In the Valley of Fear

Matt Black/Magnum Photos
Tomato harvest, Firebaugh, California, 2014

California’s San Joaquin Valley, from Stockton in the north to Arvin in the south, is 234 miles long and 130 miles wide. If you drive there from the Bay Area, in less than an hour the temperature will go from 57 to 97 degrees. It will keep rising. The radio stations are predominantly Spanish: ranchera music, boleros, corridos, ballads of spurned love, and the distinctive norteño sound—percussive, driving, no brass. On the English-language station an indignant voice advises listeners to be mentally vigilant against “sitcoms, news reports,” the entire panoply of “mainstream media because it’s all the same skank, it’s all from one cesspool, their snakish agenda for a one-world order.” The country music summer hit is called “Take a Drunk Girl Home.”

The Valley is flat, under a constant cloud of dust, smog, pesticides, and smoke. The smog is from Bay Area traffic carried in by the wind, the pesticides from the millions of pounds of chemicals poured onto the land every year, the smoke from the wildfires that burn to the north and get trapped in the Valley, pushed to the ground by the heat. The cloud is kept there by the Sierra Nevada to the east, the Coast Ranges to the west, and the Tehachapi Mountains to the south, which the Fresno-based writer Mark Arax calls “our Mason-Dixon Line,” because it marks the Valley’s physical and psychological separation from the cosmopolitan culture of Southern California and Los Angeles. The city of Bakersfield and the area around it, on the southern edge of the Valley, has the worst air quality in the United States.

▶ **What you are asked to do**:
Transcribe the passage from the text on the San Joaquin Valley, starting with "The Valley is" and going on through "the United States.".

Natural-language object grounding data

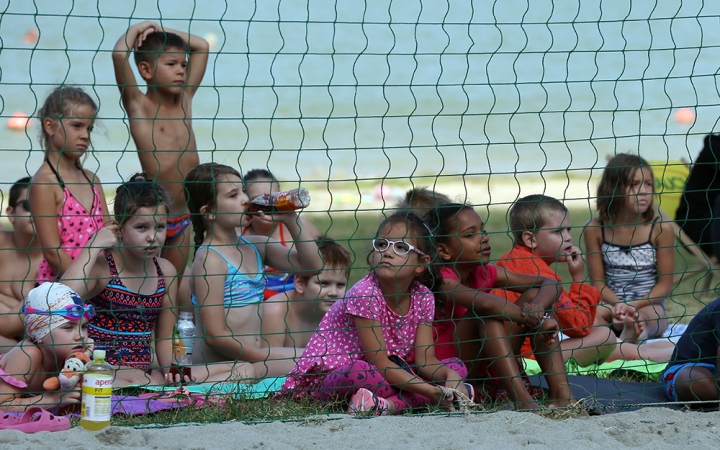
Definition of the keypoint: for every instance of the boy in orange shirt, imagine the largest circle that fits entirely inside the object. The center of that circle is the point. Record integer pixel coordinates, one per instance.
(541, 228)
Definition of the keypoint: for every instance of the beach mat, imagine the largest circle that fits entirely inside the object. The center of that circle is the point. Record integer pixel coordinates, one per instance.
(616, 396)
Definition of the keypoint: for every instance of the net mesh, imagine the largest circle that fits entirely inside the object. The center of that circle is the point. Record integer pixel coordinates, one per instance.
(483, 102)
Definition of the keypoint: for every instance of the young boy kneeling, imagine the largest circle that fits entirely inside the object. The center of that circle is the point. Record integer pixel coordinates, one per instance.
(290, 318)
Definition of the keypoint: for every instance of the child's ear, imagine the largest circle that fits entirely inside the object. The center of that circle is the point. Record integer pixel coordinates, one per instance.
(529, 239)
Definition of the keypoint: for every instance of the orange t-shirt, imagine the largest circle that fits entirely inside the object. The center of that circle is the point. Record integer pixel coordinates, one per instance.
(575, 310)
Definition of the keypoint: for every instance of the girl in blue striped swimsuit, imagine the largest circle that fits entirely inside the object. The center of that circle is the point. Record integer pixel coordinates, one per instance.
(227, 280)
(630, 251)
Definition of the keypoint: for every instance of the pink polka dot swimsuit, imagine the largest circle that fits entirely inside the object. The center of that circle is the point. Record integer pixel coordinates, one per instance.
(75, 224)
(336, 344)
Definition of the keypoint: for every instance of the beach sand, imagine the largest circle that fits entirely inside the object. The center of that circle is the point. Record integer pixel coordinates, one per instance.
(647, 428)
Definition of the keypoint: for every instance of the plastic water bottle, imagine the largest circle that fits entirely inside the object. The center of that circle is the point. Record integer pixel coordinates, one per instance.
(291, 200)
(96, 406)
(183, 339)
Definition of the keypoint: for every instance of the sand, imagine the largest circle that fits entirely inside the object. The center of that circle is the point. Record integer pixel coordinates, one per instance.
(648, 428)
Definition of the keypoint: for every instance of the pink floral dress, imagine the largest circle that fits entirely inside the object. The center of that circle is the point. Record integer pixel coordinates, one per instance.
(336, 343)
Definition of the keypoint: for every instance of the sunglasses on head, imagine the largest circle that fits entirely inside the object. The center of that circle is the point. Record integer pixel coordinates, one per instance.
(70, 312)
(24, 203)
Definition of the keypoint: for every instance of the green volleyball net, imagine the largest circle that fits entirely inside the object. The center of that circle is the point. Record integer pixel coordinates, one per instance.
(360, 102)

---

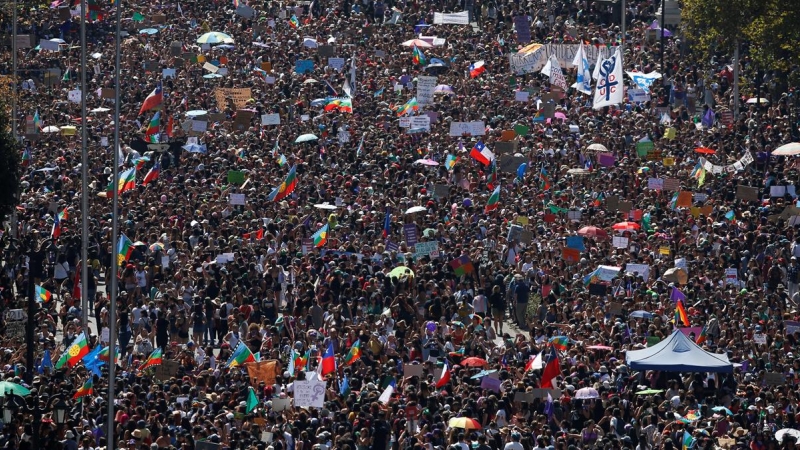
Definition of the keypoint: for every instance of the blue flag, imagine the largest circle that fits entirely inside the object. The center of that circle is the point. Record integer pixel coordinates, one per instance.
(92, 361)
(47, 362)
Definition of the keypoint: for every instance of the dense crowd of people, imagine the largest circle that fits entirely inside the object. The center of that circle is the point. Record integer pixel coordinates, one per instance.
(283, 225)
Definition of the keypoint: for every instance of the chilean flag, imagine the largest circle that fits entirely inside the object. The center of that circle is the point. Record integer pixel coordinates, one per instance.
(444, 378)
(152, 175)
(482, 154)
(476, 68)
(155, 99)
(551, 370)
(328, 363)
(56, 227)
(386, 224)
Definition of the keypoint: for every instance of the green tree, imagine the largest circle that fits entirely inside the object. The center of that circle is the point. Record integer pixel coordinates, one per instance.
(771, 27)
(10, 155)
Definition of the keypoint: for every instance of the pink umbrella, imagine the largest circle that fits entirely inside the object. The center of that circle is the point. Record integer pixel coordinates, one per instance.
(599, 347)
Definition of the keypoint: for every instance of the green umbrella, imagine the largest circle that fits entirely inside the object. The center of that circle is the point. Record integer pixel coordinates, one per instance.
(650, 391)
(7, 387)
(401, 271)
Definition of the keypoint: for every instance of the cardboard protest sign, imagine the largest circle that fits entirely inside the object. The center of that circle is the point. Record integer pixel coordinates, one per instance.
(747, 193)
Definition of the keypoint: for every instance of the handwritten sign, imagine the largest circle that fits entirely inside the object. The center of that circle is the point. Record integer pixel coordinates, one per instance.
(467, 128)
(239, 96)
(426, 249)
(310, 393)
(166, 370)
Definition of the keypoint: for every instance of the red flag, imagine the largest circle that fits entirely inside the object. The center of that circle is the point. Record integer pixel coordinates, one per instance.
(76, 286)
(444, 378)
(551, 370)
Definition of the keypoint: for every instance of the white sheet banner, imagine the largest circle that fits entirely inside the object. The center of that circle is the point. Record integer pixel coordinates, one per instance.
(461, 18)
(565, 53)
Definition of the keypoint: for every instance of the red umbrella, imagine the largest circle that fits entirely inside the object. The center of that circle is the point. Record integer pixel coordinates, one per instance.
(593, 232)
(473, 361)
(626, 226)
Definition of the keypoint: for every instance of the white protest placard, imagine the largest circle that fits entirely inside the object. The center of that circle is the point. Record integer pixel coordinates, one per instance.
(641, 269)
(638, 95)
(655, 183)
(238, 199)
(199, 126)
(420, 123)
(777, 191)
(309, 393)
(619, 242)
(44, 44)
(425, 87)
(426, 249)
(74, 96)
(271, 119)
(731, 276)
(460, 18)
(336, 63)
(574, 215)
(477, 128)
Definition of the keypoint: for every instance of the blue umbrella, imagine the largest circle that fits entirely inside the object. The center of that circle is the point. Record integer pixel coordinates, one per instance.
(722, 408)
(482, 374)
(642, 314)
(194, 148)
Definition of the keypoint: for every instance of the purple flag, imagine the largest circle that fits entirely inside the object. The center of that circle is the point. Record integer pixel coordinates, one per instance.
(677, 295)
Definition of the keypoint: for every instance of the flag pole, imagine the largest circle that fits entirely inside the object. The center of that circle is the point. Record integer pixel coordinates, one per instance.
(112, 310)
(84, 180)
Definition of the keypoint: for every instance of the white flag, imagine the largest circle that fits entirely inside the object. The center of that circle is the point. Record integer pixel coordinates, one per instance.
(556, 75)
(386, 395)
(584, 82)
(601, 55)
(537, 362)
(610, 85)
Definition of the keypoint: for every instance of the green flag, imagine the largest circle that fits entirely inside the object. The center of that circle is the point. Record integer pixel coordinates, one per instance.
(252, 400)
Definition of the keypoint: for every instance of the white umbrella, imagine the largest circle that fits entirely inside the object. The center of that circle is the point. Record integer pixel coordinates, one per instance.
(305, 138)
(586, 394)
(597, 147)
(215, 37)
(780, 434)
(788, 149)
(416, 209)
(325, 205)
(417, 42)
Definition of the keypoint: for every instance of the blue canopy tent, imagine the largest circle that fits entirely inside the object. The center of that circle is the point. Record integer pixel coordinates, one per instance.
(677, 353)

▶ **Output of the task**:
The Valley is flat, under a constant cloud of dust, smog, pesticides, and smoke. The smog is from Bay Area traffic carried in by the wind, the pesticides from the millions of pounds of chemicals poured onto the land every year, the smoke from the wildfires that burn to the north and get trapped in the Valley, pushed to the ground by the heat. The cloud is kept there by the Sierra Nevada to the east, the Coast Ranges to the west, and the Tehachapi Mountains to the south, which the Fresno-based writer Mark Arax calls “our Mason-Dixon Line,” because it marks the Valley’s physical and psychological separation from the cosmopolitan culture of Southern California and Los Angeles. The city of Bakersfield and the area around it, on the southern edge of the Valley, has the worst air quality in the United States.